▶ [Assigned task] Your answer should be the lines below from the one with "[(86, 117)]" to the one with "[(189, 140), (347, 350), (217, 47), (462, 395)]", both included, given again exactly and with nothing added.

Recorded data
○ ○ ○ ○ ○

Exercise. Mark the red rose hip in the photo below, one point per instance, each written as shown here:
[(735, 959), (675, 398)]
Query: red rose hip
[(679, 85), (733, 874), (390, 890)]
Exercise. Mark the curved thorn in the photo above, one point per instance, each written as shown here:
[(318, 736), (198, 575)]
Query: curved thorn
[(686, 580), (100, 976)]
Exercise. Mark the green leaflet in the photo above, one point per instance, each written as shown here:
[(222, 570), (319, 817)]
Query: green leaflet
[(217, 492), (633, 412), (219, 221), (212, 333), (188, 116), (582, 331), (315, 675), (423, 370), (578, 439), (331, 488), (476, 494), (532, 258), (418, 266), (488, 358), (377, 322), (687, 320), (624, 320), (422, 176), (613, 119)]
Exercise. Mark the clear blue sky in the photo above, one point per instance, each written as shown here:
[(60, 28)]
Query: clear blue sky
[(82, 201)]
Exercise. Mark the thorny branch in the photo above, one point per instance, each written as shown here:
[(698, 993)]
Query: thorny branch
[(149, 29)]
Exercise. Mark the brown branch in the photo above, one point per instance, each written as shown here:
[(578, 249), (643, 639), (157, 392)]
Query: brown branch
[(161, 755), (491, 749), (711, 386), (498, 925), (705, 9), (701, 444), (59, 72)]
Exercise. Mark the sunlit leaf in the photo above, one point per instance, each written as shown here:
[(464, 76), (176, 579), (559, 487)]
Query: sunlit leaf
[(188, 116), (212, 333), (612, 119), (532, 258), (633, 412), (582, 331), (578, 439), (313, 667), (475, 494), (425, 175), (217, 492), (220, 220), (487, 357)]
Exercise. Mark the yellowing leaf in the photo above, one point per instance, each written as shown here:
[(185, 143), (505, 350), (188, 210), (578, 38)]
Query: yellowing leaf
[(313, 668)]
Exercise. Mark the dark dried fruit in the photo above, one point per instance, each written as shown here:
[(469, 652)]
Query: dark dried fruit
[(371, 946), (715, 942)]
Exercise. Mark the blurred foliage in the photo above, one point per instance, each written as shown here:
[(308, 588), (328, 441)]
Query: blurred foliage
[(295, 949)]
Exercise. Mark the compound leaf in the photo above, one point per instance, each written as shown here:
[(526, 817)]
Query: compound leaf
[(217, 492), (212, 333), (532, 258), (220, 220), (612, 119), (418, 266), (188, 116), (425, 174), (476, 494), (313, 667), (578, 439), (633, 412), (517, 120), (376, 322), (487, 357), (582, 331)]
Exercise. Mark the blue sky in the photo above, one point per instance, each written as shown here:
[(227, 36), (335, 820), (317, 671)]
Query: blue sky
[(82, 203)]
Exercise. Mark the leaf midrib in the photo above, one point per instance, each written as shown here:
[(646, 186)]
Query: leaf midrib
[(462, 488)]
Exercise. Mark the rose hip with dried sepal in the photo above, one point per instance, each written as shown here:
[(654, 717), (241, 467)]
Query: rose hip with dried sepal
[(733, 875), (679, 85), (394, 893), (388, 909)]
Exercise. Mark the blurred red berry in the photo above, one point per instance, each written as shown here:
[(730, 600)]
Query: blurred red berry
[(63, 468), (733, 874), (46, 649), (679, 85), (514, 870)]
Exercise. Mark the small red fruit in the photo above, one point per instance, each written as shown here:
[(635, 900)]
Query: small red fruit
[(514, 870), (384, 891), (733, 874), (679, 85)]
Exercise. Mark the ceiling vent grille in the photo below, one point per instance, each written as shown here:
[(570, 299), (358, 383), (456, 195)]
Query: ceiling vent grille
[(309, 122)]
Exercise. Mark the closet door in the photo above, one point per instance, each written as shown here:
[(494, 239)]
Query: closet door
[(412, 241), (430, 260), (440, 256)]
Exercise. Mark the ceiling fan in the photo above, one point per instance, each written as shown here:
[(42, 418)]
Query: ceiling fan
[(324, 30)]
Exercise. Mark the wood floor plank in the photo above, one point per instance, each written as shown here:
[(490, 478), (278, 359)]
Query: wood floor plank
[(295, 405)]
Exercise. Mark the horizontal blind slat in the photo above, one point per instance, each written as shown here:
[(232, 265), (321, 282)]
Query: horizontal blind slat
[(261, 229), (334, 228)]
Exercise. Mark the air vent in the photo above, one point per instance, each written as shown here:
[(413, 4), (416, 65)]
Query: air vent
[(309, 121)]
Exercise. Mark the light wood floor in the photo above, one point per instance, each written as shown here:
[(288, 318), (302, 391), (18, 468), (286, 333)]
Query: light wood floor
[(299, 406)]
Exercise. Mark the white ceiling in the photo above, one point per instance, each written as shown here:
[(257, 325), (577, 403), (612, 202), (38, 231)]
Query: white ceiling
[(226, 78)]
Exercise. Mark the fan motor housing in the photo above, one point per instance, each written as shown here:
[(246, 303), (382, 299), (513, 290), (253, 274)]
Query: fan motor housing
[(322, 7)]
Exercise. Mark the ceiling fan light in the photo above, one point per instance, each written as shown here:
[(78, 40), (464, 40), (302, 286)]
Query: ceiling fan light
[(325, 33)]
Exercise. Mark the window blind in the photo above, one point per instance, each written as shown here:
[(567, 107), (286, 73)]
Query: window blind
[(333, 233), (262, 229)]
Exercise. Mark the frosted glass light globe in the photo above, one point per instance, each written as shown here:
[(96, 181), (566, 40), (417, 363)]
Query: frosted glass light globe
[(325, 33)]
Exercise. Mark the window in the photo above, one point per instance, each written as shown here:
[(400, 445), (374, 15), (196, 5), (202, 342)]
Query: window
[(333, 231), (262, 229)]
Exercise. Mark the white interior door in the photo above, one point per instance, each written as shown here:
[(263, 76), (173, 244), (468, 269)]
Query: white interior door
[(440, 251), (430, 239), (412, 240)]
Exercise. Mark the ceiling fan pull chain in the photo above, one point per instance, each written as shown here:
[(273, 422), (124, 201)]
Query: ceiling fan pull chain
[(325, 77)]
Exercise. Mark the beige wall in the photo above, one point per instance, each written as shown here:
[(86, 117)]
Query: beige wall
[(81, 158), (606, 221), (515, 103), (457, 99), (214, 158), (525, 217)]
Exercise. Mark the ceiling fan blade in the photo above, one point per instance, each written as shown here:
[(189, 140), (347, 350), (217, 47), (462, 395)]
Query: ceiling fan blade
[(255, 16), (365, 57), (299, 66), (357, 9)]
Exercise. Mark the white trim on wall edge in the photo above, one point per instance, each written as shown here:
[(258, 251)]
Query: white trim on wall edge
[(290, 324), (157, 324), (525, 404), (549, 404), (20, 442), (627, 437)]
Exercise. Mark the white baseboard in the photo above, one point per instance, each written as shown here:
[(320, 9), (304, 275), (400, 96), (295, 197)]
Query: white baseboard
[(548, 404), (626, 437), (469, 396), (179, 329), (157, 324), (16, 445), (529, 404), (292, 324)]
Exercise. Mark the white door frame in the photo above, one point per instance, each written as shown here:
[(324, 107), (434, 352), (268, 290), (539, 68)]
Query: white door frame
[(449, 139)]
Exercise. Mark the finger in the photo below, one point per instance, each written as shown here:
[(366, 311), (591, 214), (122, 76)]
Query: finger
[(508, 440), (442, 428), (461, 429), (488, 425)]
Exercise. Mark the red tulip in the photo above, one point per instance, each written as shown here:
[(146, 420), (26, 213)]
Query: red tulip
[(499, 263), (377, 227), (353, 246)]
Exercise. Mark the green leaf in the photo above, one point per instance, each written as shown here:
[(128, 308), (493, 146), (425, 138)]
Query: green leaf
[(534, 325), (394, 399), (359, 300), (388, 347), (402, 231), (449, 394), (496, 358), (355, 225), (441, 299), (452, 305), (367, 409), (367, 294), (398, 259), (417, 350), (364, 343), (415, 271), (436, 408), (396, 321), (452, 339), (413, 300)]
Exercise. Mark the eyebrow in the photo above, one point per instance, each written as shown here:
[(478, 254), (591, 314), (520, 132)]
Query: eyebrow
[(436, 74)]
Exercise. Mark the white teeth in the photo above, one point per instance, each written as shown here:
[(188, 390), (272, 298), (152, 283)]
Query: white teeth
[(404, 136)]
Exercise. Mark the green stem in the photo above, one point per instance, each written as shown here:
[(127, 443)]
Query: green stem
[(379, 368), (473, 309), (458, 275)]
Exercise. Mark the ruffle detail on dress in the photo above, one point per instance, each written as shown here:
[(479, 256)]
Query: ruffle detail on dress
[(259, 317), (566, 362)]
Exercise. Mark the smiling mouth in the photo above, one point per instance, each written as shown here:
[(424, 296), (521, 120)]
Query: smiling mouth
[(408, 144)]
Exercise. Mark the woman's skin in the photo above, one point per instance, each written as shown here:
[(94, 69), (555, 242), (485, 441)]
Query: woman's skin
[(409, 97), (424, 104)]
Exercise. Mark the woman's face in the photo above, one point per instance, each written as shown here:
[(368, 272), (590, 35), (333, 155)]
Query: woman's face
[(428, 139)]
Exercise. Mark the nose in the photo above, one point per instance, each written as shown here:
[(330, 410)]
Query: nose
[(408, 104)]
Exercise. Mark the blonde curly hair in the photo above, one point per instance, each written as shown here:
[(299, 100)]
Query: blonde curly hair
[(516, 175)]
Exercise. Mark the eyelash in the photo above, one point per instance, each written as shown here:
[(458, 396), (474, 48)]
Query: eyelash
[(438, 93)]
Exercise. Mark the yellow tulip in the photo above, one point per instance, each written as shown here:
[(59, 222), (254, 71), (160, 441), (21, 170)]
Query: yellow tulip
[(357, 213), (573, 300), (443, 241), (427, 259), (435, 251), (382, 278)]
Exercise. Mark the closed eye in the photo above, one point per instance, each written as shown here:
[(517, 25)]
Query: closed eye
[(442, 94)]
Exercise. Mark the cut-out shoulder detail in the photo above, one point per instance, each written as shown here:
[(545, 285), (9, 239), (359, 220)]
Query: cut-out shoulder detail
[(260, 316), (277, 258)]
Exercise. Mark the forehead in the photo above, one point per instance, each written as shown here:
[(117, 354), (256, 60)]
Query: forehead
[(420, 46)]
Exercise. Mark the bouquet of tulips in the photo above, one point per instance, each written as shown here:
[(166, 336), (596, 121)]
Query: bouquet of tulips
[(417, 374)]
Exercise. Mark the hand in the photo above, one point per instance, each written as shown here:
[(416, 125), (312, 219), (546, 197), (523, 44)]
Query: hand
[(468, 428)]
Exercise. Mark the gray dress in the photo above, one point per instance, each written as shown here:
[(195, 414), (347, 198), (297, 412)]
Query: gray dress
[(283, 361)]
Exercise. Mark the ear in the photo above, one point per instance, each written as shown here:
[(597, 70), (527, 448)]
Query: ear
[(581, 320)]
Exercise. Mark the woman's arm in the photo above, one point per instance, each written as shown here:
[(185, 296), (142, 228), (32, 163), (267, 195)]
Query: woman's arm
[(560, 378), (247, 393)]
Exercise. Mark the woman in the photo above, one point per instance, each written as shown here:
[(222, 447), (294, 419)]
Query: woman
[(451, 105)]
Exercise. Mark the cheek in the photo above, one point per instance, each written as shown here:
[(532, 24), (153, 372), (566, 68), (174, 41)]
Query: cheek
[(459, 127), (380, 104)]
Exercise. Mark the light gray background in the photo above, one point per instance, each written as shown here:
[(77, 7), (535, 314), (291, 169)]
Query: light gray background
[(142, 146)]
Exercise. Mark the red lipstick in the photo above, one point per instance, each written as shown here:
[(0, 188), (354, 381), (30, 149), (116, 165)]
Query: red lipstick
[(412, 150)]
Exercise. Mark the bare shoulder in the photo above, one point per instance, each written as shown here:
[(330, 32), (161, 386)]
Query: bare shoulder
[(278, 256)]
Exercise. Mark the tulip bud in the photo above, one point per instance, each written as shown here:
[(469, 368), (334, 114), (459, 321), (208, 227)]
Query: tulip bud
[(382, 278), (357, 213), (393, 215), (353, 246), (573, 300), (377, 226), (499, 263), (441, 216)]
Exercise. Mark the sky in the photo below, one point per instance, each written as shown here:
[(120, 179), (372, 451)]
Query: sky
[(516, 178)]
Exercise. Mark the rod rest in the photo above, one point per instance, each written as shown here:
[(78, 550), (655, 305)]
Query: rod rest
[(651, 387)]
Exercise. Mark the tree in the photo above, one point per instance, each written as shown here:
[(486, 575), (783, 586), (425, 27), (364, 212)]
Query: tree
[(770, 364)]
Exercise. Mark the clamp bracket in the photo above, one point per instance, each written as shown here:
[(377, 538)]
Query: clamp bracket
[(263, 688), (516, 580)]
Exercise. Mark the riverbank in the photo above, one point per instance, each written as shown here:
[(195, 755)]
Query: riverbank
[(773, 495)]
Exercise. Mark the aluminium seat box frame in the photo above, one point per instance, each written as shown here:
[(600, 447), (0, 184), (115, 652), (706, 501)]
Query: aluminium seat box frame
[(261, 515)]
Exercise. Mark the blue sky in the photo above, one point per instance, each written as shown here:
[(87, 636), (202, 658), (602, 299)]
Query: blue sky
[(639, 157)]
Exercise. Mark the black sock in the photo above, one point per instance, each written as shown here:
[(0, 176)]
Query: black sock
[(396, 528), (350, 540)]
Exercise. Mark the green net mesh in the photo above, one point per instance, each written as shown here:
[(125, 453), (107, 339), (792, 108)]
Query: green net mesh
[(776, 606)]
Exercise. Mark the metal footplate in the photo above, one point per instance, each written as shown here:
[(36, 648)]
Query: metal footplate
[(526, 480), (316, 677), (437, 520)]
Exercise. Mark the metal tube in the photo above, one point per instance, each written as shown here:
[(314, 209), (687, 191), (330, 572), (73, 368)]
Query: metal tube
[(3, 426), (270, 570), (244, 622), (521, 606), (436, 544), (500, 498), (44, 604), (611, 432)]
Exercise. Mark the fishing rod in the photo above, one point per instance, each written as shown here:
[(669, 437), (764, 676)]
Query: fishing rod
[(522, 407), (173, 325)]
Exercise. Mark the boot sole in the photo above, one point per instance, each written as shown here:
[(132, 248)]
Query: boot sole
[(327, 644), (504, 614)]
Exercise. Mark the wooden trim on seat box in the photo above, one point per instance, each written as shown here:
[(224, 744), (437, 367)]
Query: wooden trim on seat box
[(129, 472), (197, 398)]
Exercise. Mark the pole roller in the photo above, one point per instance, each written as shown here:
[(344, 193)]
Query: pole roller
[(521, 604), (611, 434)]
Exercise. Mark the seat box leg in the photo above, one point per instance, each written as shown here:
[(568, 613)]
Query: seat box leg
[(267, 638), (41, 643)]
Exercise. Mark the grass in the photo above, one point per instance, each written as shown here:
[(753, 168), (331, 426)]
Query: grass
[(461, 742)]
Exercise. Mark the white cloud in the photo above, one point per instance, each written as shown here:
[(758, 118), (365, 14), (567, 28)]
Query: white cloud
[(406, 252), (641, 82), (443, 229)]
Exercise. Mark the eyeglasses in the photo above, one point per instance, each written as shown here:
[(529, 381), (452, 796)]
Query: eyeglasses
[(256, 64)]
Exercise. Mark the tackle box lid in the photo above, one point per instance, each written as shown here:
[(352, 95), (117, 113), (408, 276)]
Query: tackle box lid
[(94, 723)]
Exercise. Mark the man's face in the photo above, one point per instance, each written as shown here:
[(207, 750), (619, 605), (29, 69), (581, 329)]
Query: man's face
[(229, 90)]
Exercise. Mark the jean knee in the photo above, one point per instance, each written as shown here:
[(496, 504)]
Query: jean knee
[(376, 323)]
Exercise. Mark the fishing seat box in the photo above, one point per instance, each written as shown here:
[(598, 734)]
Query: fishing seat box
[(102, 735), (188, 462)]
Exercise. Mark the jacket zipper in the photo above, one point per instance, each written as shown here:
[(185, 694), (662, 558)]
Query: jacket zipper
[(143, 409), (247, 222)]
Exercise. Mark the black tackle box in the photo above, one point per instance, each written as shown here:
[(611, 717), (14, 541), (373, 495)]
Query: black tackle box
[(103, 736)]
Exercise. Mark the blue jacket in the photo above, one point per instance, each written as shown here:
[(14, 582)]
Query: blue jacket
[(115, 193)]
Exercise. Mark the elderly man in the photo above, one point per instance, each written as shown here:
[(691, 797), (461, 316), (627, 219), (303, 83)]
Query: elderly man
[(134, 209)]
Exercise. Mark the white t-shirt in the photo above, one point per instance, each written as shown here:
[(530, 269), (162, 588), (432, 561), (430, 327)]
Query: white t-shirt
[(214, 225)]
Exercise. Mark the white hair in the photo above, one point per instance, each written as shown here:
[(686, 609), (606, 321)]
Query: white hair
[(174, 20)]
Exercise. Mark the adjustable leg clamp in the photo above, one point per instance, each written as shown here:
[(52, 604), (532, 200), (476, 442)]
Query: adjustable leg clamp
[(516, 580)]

○ ○ ○ ○ ○

▶ [Written solution]
[(86, 117)]
Query: beige wall
[(81, 158), (606, 221), (515, 103), (457, 99), (214, 158), (525, 217)]
Exercise. Mark the ceiling fan blade in the photo above, one point per instance, each written as shown here:
[(189, 140), (347, 350), (217, 47), (462, 395)]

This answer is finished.